[Opening SUPPLIED DATA section]

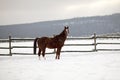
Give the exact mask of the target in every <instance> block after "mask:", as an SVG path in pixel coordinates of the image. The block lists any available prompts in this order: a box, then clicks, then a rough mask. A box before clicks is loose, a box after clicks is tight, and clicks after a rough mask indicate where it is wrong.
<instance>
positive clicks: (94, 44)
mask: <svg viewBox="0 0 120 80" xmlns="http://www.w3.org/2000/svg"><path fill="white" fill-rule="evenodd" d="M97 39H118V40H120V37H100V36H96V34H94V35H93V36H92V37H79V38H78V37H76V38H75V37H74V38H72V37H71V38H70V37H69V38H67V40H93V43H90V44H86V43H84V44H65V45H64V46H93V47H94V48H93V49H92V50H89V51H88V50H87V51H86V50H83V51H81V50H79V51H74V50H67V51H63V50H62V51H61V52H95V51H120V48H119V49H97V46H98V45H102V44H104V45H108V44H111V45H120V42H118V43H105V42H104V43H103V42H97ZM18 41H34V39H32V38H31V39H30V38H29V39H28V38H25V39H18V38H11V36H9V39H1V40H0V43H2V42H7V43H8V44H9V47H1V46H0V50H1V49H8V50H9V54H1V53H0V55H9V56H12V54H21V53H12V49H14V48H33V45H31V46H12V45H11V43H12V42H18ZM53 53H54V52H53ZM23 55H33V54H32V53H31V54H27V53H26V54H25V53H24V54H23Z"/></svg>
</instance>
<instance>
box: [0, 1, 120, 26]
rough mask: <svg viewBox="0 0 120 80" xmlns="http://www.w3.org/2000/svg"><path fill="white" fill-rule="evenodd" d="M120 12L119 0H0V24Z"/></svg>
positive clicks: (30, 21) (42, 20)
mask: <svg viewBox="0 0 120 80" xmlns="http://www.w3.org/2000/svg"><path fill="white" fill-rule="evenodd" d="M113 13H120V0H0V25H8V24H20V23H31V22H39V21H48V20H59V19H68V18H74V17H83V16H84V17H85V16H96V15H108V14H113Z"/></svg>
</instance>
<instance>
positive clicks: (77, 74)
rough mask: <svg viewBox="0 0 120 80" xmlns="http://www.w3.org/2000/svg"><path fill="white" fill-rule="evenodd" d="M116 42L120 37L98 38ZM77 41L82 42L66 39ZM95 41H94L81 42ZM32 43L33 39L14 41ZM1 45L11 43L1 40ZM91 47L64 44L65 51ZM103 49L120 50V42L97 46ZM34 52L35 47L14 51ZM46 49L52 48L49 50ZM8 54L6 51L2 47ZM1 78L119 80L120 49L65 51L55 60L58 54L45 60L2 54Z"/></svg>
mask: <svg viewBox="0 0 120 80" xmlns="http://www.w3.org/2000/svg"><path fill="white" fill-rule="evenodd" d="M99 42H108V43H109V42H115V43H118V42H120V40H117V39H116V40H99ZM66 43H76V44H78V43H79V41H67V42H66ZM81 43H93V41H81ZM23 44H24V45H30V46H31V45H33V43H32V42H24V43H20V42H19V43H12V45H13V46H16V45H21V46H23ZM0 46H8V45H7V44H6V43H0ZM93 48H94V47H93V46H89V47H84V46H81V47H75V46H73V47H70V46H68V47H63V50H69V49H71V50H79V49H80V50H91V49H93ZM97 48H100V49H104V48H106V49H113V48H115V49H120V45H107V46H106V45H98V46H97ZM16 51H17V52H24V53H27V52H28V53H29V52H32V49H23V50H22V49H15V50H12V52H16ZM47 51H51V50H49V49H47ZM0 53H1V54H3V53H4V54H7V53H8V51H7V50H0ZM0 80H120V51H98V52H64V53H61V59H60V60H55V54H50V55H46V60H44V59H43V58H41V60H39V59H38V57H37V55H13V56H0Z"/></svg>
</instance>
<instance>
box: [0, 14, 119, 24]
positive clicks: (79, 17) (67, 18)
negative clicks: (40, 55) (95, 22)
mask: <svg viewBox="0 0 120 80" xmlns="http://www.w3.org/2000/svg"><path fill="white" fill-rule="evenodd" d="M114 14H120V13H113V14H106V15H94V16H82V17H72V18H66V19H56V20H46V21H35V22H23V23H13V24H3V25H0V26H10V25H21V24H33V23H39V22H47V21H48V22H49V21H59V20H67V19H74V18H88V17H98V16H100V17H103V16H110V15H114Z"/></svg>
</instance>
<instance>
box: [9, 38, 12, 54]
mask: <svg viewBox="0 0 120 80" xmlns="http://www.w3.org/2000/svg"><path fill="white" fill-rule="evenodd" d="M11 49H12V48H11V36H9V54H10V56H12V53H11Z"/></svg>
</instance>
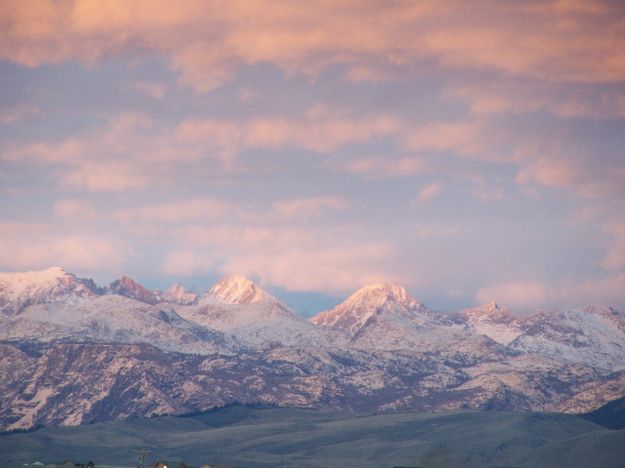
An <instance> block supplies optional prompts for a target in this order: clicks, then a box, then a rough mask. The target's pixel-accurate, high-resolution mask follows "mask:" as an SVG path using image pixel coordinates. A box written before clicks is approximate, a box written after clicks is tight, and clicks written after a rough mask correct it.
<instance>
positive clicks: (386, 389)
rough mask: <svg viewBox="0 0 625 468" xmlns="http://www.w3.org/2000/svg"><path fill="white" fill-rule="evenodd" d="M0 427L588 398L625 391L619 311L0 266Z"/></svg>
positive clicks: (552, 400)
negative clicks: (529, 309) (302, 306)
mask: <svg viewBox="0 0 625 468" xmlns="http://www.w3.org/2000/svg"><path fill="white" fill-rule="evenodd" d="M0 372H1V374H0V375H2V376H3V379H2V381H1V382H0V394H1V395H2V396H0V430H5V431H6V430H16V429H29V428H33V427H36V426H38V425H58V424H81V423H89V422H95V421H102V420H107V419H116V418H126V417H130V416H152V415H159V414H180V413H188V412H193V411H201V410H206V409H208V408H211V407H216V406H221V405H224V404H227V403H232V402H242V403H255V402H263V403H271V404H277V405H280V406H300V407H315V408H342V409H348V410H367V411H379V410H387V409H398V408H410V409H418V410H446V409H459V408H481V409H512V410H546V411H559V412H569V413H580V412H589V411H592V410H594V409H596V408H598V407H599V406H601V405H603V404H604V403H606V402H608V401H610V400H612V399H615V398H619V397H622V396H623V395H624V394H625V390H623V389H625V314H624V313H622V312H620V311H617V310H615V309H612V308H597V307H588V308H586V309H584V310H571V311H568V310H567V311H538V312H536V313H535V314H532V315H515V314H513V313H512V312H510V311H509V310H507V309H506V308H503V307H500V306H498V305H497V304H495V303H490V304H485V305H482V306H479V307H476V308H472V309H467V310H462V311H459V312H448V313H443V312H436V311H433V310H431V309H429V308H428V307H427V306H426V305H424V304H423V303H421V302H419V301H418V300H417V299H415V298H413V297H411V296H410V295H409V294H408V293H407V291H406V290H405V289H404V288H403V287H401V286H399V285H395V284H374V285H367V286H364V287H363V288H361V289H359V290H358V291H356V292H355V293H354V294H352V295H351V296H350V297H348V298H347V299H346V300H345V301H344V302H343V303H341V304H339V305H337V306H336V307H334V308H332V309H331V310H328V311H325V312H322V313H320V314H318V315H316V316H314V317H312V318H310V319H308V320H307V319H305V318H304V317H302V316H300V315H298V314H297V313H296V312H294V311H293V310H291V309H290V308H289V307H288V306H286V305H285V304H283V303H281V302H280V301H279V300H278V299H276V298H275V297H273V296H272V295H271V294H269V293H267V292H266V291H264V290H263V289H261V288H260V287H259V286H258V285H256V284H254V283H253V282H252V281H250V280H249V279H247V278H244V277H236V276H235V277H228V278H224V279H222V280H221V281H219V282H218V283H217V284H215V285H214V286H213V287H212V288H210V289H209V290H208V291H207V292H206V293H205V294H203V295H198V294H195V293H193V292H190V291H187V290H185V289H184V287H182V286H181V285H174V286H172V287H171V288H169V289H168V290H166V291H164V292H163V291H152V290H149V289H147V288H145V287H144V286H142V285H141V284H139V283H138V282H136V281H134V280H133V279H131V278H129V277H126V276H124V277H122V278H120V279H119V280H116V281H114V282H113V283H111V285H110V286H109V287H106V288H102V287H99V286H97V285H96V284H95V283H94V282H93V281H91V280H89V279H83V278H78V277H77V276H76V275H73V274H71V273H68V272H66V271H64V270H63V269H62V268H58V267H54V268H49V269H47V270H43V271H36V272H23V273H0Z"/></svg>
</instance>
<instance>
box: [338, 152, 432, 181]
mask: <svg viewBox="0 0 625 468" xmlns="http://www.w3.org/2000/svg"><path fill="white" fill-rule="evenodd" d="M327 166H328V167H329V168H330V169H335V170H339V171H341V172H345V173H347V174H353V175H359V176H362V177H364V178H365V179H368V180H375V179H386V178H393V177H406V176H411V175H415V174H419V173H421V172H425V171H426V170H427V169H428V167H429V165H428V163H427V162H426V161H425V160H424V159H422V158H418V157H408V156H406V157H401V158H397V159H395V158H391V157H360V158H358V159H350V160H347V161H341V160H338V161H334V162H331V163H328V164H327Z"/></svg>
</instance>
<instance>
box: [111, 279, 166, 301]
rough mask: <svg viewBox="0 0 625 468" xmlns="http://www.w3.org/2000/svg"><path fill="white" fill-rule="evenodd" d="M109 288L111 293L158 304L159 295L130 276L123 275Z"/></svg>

[Closing SUPPLIED DATA section]
[Opening SUPPLIED DATA section]

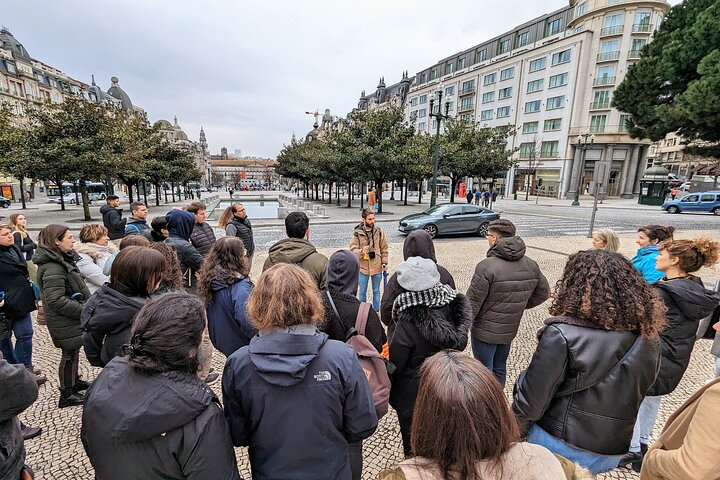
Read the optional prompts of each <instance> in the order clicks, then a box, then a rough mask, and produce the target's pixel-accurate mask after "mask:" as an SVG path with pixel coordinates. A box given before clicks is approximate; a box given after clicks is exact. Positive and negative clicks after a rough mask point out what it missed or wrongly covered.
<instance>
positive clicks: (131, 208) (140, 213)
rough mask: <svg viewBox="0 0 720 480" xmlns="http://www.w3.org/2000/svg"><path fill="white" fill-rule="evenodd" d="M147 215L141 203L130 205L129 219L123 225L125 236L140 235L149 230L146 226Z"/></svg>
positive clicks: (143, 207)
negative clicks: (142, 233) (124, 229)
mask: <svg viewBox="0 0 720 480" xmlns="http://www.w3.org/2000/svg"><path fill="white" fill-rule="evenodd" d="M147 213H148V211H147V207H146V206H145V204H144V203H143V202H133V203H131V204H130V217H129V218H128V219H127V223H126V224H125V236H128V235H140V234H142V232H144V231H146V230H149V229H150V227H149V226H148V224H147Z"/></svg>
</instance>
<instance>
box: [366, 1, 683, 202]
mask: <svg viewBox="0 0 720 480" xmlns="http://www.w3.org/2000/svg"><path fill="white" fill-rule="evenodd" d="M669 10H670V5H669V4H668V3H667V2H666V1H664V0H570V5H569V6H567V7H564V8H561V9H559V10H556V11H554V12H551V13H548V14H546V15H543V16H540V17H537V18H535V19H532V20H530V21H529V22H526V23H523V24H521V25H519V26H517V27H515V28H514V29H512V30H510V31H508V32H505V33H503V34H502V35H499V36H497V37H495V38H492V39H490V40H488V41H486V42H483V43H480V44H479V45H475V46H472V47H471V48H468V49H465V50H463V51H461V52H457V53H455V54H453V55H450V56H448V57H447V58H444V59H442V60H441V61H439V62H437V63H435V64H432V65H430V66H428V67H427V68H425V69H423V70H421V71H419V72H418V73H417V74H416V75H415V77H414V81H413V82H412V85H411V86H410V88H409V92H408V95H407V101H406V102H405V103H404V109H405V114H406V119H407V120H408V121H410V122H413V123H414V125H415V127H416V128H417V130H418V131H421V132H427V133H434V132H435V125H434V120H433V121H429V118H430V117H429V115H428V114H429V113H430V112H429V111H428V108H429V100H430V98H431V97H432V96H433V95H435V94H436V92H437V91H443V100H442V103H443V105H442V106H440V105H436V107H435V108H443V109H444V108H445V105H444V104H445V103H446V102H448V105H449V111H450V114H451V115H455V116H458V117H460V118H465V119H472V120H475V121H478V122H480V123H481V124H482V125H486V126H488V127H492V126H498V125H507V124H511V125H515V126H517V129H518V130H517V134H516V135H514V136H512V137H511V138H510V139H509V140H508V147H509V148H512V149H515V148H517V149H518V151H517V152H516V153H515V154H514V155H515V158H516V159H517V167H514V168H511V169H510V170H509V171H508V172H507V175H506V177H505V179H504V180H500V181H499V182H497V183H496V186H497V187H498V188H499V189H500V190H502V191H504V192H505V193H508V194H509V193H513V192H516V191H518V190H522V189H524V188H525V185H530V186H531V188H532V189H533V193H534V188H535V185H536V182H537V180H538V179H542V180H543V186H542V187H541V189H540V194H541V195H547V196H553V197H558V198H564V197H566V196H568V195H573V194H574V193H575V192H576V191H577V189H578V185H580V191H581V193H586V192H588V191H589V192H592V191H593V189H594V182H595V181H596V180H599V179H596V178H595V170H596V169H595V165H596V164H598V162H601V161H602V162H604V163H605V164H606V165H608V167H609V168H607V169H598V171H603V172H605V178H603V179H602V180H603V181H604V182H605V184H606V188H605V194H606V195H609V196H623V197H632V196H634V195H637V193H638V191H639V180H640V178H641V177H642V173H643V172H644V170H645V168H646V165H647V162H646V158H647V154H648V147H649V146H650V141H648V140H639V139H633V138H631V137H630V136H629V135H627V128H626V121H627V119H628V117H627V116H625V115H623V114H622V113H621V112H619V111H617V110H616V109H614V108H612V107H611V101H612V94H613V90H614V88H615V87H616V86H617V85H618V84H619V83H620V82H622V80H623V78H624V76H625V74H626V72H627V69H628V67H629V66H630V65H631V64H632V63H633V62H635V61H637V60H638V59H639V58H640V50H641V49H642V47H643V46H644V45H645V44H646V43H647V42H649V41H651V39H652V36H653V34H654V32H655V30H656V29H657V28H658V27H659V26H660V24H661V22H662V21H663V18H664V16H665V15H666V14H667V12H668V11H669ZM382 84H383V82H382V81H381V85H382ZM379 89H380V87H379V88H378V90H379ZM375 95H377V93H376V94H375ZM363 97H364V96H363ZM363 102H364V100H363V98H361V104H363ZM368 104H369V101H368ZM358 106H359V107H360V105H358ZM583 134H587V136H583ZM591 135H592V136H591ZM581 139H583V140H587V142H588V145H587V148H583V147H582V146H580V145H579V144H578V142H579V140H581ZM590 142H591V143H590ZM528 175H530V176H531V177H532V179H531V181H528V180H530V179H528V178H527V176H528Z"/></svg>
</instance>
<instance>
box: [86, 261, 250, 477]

[Closing SUPPLIED DATA section]

ASSIGNED TASK:
Among the lines of the material above, find those with the word "block". Copy each one.

YOUR SOLUTION:
Give the exact mask of the target in every <instance> block after "mask:", as an SVG path in pixel coordinates of the image. The block lists any available prompts in this order: a box, then clicks, then a rough mask. A box before clicks is loose, a box after clicks is tight, and clicks after a rough mask indicate where it is wrong.
An <instance> block supplies optional prompts for a target in this order: clicks, then a box, then a rough mask. The target's pixel-accurate, high-resolution mask follows "mask:" as an SVG path using image pixel coordinates. A box written before clicks is approximate, a box written after clicks is tight, and clicks written after a rough mask correct it.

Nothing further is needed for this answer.